↓

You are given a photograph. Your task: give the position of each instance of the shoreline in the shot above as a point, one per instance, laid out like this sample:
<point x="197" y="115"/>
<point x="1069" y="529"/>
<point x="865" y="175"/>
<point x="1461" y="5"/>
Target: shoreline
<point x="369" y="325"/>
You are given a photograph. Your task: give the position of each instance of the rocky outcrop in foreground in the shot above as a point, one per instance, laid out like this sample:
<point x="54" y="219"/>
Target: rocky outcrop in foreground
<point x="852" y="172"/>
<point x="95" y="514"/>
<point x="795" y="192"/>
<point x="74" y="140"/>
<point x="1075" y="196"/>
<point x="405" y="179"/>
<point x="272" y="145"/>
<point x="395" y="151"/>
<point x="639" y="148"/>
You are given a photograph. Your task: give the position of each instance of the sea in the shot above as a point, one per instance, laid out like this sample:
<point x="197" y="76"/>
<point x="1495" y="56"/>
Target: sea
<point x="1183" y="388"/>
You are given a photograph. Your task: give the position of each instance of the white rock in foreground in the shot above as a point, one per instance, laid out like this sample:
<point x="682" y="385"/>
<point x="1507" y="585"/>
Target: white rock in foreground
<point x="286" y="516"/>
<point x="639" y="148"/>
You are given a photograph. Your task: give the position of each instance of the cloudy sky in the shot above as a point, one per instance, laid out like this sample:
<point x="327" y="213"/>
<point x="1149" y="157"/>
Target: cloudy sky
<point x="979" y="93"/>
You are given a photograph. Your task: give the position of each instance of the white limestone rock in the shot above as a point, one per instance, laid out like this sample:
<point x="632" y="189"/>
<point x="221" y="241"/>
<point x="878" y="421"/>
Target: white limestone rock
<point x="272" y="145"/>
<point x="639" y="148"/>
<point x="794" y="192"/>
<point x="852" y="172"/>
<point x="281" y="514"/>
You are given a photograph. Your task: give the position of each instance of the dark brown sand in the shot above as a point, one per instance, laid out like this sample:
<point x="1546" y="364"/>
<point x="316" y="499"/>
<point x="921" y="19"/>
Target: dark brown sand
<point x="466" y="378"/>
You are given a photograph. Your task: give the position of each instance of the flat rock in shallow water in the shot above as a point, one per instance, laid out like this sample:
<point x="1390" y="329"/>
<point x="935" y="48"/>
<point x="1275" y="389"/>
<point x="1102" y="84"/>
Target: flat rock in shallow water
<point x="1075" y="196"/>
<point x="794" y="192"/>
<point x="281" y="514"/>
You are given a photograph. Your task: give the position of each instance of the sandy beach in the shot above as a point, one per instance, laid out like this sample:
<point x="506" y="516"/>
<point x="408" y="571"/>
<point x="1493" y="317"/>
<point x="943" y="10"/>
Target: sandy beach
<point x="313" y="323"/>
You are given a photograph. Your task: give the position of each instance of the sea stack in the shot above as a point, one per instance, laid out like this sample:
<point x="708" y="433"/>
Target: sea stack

↑
↓

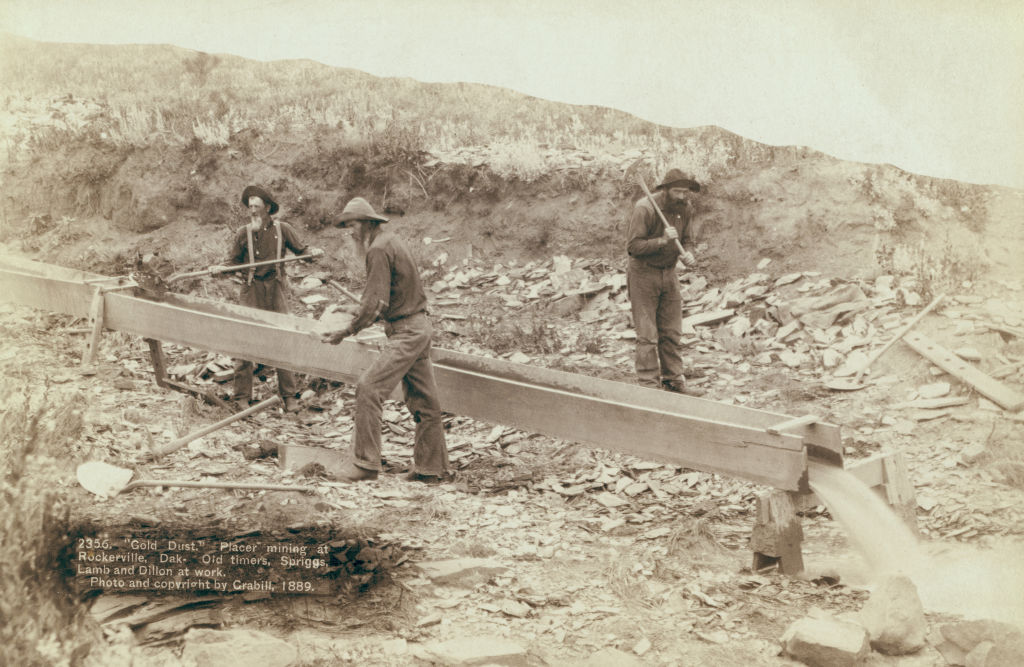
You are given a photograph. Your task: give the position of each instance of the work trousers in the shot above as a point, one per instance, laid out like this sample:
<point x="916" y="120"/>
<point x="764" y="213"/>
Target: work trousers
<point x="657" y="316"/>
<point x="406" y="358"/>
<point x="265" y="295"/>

↑
↓

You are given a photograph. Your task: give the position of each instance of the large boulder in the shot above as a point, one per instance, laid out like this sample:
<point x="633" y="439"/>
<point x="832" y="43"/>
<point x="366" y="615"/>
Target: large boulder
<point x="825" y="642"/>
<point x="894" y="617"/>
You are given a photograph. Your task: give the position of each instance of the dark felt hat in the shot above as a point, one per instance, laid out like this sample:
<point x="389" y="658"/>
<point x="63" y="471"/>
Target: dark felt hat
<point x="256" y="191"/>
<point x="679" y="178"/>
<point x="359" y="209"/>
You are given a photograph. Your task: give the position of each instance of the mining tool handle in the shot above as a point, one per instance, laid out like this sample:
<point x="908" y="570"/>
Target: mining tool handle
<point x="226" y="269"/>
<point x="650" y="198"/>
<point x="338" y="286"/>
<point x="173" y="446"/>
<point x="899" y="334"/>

↑

▶ OPIS ZADANIA
Ustal, ile wierszy rekordów zawiera słowo "shoreline", uwzględniając wielkość liter. Podaj wyłącznie liczbę.

▶ WYNIK ZADANIA
2